#### The request:
Retype exactly the line holding "of the tall" and each line that follows, down to the last one. Exclude pictures.

#### Given data:
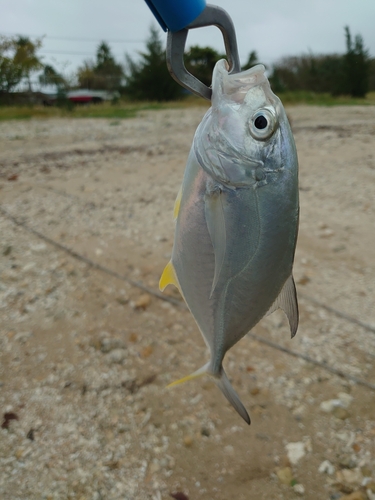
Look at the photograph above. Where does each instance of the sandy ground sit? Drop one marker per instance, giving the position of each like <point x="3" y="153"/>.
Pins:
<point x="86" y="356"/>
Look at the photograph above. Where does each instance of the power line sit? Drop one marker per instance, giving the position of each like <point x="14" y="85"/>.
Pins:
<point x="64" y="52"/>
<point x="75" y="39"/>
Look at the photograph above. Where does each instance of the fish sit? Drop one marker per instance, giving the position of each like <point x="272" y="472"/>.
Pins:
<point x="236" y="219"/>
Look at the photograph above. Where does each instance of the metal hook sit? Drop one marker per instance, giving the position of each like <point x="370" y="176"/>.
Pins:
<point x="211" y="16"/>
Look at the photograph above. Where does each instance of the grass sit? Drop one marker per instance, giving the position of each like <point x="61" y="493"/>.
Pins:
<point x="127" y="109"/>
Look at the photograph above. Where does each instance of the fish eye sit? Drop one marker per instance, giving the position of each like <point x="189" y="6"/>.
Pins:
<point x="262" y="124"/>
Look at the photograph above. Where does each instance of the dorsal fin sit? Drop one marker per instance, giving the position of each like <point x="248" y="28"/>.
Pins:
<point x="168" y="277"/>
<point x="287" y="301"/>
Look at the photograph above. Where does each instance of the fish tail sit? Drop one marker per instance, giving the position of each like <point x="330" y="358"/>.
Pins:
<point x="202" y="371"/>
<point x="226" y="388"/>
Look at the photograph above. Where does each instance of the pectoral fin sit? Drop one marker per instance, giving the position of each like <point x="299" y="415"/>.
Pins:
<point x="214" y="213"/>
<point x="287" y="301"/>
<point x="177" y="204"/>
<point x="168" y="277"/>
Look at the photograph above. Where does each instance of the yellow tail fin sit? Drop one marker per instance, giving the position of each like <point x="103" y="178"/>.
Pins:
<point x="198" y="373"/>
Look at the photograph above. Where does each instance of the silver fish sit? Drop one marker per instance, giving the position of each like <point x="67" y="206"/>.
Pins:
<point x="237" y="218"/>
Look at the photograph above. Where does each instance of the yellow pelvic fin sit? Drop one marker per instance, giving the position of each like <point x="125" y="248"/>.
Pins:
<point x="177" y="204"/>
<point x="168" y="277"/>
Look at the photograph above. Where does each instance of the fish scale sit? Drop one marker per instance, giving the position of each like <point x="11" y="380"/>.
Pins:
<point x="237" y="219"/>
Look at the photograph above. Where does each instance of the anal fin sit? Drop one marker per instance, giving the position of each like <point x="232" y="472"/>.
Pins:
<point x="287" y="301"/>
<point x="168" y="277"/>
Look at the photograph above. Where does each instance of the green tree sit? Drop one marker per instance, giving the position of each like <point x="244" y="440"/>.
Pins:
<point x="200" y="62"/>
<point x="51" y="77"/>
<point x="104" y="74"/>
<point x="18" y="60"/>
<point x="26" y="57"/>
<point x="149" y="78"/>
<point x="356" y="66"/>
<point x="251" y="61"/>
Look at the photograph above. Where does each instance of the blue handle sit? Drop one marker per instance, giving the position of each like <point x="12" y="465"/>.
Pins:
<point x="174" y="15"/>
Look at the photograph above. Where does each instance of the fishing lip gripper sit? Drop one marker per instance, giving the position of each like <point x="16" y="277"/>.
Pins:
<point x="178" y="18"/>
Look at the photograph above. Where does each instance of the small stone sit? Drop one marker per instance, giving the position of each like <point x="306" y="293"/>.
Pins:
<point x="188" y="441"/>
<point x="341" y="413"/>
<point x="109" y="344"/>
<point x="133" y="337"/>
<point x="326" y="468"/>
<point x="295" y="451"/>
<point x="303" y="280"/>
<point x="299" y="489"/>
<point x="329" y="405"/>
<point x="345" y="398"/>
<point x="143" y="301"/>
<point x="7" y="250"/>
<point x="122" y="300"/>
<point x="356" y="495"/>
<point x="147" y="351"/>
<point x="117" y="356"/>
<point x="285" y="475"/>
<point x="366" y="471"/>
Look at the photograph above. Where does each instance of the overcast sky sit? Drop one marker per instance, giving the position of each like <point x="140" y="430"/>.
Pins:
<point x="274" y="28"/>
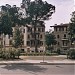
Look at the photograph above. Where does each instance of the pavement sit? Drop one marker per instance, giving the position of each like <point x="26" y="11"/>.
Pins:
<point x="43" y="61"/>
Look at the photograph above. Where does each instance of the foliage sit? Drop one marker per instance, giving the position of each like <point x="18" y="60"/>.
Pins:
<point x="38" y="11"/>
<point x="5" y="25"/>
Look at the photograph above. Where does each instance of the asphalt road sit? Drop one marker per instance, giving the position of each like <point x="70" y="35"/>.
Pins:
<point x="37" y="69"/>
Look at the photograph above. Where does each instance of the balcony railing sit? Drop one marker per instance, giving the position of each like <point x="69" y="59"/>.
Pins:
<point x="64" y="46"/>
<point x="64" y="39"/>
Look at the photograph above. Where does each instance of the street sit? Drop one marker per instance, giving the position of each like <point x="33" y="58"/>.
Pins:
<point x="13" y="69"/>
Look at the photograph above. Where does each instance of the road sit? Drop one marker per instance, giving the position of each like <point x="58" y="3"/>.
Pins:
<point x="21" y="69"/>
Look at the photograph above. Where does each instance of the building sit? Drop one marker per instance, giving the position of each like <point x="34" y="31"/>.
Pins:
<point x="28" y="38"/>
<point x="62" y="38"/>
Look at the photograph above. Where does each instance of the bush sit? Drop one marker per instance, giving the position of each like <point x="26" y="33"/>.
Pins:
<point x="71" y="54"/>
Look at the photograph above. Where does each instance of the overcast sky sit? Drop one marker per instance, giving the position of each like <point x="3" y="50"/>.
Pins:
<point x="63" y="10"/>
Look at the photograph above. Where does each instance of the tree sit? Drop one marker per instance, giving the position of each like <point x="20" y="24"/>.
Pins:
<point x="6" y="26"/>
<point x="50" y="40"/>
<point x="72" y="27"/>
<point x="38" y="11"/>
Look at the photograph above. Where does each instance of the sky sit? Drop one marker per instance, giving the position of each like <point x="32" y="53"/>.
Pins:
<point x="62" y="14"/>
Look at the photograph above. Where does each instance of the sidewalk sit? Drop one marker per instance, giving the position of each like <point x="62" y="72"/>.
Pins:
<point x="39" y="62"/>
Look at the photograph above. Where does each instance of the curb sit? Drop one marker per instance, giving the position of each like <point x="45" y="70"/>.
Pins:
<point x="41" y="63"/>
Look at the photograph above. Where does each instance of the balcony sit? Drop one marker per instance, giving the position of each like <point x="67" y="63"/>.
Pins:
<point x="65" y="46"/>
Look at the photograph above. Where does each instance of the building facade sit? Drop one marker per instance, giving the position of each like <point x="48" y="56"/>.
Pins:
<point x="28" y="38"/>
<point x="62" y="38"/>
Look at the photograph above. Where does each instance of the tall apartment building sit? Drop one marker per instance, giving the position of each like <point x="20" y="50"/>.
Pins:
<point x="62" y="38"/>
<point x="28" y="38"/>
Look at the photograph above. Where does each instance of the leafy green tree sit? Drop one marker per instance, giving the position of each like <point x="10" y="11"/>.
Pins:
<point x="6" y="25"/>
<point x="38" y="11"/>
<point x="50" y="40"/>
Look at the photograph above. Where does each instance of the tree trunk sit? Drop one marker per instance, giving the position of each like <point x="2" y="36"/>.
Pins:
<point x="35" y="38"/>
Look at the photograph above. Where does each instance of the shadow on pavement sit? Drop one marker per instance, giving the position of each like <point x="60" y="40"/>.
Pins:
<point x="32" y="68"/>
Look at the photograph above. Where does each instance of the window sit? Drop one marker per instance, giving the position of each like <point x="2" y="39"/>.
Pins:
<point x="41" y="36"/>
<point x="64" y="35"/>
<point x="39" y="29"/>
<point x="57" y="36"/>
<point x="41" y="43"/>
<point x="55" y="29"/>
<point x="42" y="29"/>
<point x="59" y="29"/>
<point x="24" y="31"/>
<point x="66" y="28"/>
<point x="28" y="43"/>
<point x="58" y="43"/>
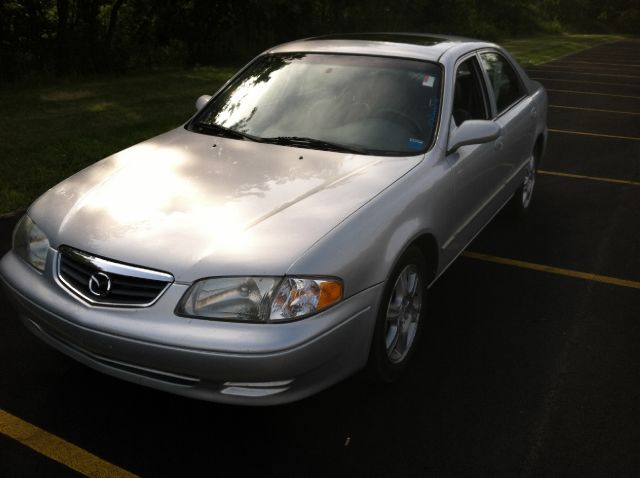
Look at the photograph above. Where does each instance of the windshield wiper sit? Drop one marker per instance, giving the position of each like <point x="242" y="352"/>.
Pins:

#### Response to this exercise:
Look at the photograph above. Where does each instance of the tall apartment building sit? Drop one marker per instance, giving the position of each like <point x="20" y="50"/>.
Pins:
<point x="62" y="38"/>
<point x="28" y="38"/>
Look at the photograph above. Where does each instance of the leafy green tree sit? Drop one marker per instance, giving the position of each like <point x="10" y="11"/>.
Pins:
<point x="6" y="25"/>
<point x="38" y="11"/>
<point x="50" y="40"/>
Look at the photograph above. Where does each instance of the tree trunk sit? Drop one marker per instance, giving the position of each like <point x="2" y="36"/>.
Pins:
<point x="35" y="38"/>
Look at the photograph above. Where does each instance of the shadow on pavement sit? Drop one marker per instance, giving the position of each like <point x="60" y="40"/>.
Pins:
<point x="32" y="68"/>
Look at the photograph above. Where does each instance of the window sit? Drop one marker per instance, giving the position of each like <point x="2" y="39"/>.
Pins:
<point x="41" y="36"/>
<point x="64" y="35"/>
<point x="39" y="29"/>
<point x="57" y="36"/>
<point x="41" y="43"/>
<point x="55" y="29"/>
<point x="42" y="29"/>
<point x="59" y="29"/>
<point x="24" y="31"/>
<point x="66" y="28"/>
<point x="28" y="43"/>
<point x="58" y="43"/>
Look at the photograph above. Where does each instance of the windshield wiper sit? Drop one marker per instance, giving the position of each like <point x="242" y="352"/>.
Pins:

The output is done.